Region labeling records
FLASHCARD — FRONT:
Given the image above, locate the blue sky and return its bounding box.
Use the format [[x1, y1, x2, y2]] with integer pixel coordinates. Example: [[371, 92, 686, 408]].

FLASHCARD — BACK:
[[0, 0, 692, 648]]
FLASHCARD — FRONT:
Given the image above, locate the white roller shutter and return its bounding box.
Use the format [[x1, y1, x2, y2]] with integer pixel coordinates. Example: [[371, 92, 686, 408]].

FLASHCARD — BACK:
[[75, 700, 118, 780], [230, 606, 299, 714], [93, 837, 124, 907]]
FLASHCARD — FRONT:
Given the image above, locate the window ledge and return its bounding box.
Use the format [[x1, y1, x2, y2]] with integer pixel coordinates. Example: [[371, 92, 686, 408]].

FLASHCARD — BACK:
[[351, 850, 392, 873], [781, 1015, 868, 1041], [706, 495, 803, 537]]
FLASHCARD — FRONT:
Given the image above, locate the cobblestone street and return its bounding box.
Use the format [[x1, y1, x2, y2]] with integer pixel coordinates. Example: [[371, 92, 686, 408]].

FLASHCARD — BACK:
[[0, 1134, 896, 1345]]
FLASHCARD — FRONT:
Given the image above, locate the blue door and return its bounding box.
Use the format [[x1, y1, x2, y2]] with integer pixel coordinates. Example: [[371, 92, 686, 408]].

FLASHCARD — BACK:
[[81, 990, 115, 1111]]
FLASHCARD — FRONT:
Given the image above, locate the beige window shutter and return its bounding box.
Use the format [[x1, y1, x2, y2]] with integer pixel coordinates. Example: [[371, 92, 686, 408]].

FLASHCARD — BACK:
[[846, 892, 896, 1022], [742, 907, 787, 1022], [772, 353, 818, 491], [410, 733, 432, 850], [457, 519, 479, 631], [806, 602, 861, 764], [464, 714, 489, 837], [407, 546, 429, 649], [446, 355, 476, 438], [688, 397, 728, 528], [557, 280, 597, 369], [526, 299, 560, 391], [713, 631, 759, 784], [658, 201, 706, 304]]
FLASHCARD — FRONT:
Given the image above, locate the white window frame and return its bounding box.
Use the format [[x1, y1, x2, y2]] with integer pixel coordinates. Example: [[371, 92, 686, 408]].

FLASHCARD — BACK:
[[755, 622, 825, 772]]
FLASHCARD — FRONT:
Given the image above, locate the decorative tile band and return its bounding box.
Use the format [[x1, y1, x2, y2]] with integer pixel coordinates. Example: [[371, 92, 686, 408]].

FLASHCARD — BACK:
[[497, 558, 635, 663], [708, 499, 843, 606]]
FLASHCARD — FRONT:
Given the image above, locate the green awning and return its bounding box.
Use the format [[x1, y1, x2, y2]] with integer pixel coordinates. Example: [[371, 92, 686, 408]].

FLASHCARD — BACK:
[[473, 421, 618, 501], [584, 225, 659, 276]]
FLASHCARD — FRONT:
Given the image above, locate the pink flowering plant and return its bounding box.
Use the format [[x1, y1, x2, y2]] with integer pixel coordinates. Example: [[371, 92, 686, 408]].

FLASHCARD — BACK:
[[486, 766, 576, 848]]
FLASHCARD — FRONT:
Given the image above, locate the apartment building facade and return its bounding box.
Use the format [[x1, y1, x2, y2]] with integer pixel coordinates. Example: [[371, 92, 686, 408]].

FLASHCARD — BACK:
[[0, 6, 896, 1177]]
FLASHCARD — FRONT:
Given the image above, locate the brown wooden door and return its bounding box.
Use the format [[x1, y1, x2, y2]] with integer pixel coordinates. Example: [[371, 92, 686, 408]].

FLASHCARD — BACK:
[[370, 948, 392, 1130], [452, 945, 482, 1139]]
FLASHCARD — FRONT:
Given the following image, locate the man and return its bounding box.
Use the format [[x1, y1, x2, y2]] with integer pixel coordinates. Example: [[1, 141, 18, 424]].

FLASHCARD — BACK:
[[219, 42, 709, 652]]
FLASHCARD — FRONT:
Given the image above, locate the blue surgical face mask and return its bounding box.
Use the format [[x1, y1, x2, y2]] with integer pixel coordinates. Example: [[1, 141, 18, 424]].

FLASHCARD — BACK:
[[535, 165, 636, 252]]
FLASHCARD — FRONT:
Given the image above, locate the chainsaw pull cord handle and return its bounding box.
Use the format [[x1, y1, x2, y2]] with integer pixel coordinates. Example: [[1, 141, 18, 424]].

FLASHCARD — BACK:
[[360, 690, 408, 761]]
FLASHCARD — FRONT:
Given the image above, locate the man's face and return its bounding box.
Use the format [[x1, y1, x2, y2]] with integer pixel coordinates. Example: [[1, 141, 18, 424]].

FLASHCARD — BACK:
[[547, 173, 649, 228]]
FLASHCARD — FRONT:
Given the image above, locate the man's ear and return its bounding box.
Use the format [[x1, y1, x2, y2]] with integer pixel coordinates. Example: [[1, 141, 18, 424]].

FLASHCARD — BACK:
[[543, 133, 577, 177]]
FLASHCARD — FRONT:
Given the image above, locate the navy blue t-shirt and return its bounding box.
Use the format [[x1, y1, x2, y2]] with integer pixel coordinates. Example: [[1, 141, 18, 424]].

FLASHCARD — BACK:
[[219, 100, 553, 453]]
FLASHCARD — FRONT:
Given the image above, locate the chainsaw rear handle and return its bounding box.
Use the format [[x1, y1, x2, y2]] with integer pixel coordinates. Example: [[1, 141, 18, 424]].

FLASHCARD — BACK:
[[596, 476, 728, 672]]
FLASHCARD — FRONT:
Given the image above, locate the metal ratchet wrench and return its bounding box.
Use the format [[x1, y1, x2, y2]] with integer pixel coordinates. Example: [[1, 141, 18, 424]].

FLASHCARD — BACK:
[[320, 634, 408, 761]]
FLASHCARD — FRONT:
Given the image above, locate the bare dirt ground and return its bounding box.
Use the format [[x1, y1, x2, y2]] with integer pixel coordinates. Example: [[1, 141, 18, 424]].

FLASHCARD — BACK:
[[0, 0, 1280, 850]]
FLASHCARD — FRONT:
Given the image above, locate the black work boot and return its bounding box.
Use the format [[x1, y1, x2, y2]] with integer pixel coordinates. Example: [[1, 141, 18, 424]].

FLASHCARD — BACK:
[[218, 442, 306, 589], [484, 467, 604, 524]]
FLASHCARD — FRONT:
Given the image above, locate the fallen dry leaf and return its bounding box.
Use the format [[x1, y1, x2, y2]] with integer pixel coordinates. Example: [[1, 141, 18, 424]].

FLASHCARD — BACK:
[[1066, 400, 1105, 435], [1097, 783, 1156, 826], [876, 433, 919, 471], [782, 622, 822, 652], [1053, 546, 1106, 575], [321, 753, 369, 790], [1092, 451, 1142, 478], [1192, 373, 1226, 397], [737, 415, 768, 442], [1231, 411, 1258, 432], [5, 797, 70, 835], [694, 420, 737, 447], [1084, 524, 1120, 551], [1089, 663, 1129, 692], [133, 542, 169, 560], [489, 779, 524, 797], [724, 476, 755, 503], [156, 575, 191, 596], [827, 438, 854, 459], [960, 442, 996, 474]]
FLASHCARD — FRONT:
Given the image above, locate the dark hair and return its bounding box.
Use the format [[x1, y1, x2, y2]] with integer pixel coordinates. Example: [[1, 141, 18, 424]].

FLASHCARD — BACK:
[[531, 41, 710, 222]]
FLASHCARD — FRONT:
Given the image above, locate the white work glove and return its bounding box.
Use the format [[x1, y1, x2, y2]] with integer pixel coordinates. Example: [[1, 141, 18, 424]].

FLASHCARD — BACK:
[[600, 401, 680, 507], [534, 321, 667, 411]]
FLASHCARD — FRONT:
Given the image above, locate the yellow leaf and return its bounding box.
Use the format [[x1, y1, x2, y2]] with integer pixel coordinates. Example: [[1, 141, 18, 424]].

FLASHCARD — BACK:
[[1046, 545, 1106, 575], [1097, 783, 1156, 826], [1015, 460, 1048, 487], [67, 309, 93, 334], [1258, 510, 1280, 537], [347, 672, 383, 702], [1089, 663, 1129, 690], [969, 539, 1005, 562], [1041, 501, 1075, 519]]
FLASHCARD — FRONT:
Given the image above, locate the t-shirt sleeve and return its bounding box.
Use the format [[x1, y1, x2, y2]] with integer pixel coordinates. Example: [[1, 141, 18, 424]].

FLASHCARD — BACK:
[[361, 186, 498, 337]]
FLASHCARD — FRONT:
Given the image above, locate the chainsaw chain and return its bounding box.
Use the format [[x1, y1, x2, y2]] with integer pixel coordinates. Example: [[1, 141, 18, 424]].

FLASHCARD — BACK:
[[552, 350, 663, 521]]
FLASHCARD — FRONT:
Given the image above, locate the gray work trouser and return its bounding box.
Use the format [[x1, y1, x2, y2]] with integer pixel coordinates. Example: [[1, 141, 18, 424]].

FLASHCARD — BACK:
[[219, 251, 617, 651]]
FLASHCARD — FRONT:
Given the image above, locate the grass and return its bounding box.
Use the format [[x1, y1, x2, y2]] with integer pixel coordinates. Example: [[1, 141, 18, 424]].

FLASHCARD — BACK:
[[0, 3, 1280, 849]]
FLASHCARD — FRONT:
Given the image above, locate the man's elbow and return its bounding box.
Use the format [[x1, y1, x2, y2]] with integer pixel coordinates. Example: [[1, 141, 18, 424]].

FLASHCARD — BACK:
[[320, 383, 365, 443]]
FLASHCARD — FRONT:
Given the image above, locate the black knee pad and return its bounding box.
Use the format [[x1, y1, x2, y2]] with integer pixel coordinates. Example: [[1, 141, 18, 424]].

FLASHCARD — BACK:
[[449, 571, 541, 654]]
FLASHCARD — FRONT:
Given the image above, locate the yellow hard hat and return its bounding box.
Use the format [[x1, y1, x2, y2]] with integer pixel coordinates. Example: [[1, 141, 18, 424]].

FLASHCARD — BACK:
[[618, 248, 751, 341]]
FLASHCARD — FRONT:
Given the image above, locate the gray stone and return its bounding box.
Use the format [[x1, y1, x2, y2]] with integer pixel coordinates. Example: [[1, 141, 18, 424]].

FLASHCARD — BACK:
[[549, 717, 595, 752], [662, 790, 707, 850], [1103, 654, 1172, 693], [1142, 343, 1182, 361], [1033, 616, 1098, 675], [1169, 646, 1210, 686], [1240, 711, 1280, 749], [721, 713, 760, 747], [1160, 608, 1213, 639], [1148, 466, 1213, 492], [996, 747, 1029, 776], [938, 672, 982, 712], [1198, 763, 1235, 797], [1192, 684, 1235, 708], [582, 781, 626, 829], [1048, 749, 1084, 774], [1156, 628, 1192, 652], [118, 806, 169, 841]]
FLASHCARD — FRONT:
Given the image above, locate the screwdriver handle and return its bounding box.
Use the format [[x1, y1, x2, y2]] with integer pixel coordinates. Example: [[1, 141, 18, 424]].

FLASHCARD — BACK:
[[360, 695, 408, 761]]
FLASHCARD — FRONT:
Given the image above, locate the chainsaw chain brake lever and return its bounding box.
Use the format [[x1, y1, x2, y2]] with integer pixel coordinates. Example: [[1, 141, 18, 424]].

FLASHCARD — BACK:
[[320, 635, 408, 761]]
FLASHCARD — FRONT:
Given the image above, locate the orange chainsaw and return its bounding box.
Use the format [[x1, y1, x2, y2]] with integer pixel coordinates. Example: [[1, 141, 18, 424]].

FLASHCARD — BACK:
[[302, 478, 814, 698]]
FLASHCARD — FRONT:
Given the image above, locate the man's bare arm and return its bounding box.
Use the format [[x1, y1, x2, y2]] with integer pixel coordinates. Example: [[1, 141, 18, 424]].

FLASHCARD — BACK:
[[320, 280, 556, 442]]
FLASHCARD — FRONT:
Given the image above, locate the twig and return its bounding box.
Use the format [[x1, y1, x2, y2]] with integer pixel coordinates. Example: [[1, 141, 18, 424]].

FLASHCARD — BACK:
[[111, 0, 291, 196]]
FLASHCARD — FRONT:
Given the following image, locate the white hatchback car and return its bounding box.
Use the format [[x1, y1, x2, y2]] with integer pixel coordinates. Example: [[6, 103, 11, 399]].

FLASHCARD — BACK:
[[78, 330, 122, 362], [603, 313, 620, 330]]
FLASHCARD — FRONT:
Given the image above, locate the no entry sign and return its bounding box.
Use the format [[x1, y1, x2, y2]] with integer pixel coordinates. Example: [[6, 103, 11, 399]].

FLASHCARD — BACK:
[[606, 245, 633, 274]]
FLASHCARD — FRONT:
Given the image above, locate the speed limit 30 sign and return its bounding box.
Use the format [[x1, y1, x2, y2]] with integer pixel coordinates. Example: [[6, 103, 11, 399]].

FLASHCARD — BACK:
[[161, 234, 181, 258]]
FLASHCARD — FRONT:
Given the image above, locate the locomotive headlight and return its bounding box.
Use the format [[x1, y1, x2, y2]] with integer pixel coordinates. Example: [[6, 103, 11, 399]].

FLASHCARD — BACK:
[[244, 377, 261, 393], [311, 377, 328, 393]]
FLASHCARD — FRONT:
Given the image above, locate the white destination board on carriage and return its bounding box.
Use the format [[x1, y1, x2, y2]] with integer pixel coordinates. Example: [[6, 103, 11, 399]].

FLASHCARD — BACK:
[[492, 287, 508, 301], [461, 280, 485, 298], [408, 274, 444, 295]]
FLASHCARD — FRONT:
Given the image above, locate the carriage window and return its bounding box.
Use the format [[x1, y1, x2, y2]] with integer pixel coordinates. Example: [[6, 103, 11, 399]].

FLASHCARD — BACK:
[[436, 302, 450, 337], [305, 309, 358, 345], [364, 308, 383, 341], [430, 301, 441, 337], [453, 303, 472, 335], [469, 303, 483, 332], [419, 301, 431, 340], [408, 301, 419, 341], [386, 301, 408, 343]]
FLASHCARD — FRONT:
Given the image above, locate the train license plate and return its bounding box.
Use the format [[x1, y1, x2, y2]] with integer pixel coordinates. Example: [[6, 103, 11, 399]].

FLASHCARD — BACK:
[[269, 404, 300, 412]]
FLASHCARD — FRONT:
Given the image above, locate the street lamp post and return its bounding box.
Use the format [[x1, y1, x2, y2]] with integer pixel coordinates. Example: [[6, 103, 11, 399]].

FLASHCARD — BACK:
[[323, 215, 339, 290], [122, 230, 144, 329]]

SHORT PROBLEM - Please copy everything from the start of the data above down to the line containing "[[0, 0, 692, 648]]", including both ends, without changing a character.

TASK OUTPUT -
FLASHCARD — FRONT:
Given the image above, locate the blue sky and return its bounding box.
Use the format [[x1, y1, x2, y2]] with integer pixel coordinates. Example: [[371, 92, 686, 408]].

FLASHCARD — BACK:
[[0, 0, 692, 648]]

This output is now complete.